[Data Boundary: Start]

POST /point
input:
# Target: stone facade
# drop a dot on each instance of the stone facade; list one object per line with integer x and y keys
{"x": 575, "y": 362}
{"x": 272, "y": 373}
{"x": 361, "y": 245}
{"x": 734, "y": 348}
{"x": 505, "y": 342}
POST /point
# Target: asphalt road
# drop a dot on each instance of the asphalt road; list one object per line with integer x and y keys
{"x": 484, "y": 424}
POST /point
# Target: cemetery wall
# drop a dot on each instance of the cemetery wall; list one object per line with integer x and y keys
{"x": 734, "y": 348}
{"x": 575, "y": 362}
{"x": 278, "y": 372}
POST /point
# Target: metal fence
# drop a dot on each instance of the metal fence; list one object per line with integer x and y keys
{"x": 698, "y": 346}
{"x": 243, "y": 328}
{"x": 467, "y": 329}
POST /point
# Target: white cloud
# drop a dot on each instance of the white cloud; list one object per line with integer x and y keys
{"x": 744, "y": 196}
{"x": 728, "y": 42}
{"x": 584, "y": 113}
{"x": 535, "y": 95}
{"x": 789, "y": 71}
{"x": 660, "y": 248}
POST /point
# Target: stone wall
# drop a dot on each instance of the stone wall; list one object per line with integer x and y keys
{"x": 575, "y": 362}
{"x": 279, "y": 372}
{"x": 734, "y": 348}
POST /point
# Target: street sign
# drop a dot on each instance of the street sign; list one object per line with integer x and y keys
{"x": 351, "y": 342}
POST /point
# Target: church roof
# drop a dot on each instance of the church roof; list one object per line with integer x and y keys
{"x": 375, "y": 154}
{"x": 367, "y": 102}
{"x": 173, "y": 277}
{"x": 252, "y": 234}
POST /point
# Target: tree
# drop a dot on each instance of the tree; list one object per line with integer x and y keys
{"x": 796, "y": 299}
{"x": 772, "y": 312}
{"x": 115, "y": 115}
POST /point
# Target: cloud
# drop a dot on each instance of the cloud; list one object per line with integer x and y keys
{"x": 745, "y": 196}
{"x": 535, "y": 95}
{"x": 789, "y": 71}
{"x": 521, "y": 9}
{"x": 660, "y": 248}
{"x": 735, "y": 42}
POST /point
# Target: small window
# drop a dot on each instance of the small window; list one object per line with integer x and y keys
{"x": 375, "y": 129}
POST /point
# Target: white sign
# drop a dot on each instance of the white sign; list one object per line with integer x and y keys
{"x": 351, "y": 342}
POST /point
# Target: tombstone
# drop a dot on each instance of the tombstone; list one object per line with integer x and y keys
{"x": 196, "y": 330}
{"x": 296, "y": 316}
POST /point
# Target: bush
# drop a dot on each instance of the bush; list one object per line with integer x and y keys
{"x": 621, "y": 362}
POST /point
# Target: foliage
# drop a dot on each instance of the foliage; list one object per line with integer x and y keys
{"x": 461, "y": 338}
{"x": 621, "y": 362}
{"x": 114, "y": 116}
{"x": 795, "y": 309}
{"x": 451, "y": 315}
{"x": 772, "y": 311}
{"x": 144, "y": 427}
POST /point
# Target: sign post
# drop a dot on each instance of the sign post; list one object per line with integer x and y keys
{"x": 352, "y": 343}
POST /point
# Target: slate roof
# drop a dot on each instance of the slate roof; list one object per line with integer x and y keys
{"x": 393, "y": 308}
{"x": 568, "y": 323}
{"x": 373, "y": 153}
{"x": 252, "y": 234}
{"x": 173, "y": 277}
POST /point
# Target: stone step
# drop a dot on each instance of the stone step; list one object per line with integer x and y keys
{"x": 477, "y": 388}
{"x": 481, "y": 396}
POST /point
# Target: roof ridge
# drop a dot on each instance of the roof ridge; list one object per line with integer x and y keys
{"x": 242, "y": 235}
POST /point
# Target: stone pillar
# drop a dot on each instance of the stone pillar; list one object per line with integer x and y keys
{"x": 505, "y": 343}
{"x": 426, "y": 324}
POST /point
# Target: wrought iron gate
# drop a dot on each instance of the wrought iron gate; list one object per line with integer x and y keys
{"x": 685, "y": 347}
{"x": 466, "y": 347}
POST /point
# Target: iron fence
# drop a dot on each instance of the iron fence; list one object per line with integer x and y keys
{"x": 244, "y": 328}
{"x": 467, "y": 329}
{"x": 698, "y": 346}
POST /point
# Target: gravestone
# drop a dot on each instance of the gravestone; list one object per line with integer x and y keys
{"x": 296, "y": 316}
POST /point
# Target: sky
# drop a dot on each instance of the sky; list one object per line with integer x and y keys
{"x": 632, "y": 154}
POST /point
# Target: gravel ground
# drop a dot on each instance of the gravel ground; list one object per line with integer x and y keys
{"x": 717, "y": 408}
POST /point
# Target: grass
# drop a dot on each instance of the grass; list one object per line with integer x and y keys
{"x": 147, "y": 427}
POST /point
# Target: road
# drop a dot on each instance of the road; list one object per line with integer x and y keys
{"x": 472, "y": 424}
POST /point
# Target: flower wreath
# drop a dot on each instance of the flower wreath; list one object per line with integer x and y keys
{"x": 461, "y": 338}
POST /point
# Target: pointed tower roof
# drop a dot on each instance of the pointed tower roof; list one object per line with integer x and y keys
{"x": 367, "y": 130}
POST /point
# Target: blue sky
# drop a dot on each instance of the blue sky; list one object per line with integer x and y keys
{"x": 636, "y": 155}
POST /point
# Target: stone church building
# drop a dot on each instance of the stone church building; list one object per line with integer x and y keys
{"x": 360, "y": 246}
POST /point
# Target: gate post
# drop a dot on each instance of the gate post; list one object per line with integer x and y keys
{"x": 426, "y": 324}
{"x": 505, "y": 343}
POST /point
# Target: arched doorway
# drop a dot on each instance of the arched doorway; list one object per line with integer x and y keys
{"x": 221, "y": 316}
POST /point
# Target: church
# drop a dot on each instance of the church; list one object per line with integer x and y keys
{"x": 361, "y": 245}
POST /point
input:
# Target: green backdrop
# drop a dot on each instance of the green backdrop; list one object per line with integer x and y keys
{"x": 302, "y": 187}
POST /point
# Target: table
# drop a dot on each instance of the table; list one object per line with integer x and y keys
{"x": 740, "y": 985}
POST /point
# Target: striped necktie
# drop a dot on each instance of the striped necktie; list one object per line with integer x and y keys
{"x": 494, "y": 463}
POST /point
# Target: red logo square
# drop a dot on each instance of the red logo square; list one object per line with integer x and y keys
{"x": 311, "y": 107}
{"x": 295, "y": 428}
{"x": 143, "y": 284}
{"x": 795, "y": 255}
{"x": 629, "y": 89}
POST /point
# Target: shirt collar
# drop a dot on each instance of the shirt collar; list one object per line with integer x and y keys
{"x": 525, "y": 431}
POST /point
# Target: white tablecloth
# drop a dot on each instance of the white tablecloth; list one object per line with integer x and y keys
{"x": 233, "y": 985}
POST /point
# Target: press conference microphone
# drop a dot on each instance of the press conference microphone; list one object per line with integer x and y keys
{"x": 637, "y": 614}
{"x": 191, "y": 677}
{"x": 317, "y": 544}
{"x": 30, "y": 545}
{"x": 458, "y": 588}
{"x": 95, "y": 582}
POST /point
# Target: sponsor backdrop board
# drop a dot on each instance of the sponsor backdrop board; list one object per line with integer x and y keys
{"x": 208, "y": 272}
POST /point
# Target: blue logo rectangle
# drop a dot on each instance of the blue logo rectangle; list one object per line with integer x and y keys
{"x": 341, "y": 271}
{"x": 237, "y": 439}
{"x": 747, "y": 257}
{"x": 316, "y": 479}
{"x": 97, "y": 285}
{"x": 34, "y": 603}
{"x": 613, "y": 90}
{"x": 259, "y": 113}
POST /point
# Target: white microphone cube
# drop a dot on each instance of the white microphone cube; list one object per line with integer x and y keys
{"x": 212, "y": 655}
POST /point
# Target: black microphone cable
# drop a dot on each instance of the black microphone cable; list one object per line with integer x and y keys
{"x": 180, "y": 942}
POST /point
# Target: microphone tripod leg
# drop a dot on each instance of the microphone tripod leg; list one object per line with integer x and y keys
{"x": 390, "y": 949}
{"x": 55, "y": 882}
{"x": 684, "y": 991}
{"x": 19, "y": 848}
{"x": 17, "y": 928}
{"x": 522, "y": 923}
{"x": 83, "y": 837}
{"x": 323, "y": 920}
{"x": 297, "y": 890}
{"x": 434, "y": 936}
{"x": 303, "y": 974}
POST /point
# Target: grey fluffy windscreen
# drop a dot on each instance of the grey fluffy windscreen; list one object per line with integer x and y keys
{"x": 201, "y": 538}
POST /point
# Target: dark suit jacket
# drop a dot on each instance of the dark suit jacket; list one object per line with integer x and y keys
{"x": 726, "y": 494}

[Data Boundary: End]

### Exercise
Lines after the one containing "# Target: metal fence" are not wanted; repeat exactly each line above from the first up to and including it.

### Result
POST /point
input:
# Target: stone facade
# drop a dot on each instance of the stone facade; list one object per line with integer x and y keys
{"x": 575, "y": 362}
{"x": 272, "y": 373}
{"x": 361, "y": 245}
{"x": 734, "y": 348}
{"x": 505, "y": 342}
POST /point
# Target: asphalt road
# drop a dot on each instance of the asphalt road; list one object per line with integer x and y keys
{"x": 484, "y": 424}
POST /point
# Target: cemetery wall
# drop a dot on each instance of the cemetery wall; list one object per line with integer x and y keys
{"x": 734, "y": 348}
{"x": 575, "y": 362}
{"x": 278, "y": 372}
POST /point
# Target: metal fence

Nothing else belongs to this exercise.